------ Passage for review ------

Wednesday, November 10, 2010

Gene Weingarten and Ethics

Two time Pulitzer Prize winner Gene Weingartner brought up several issues that always seem to come up in conversations about journalism when he spoke to students, teachers, and others in the Cape Cod Lounge on the University of Amherst campus on Tuesday.

For a writer who's two most famous works have been about violinists and parents being responsible for the death's of their children, he is a pretty funny guy. Medline Blais, another Pulitzer Price winner, introduced Weingarten and gave a quote of his that advises writers to "always put the funniest word at the end of the sentence," which was later revised to "always put the funniest word at the end of the sentence underpants."

Weingartner spoke to his audience about several issues in journalism, a main one being the subject of honestly. He spoke to the crowd in a way that easily kept the attention of a group of journalism people, by showing rather than telling. Weingartner shared with his audience various stories from his career as a writer and editor, and they were in many cases as outlandish as they were funny.

The issue of honest reporting was explored quite a bit, especially when Weingarten talked about the time he impersonated a doctor in a hospital in order to gain access to talk to a gangster type that was being held there. He lied to the man in order to trick him into giving him information that he would never give him otherwise.

"I knew enough even at the age of twenty-three that I could not tell him that I was a doctor," Weingarten said. "So what I did was I held out my hand, and when he held out his hand, instead of shaking it I took his pulse."

At the time Weingarten clearly was not too concerned with being as honest as possible, but now he would advise others against his former methods. At this point he asked the audience if he had done anything ethically wrong. When a student sent guess of "no," Weingarten replied by saying, "I did something terribly wrong!"

"That was the first big story of my life, and I got it dishonestly," Weingartner said. "I would not do it again."

------

--- Required action ---
Can you copy the stretch of the Gene Weingarten post from "Weingartner spoke to" through "they were funny.", switching "crowd" to "room"?

------ Data extract ------

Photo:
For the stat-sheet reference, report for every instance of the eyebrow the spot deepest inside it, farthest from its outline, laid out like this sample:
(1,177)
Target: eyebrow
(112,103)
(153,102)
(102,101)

------

--- Answer area ---
Weingartner spoke to his audience about several issues in journalism, a main one being the subject of honestly. He spoke to the room in a way that easily kept the attention of a group of journalism people, by showing rather than telling. Weingartner shared with his audience various stories from his career as a writer and editor, and they were in many cases as outlandish as they were funny.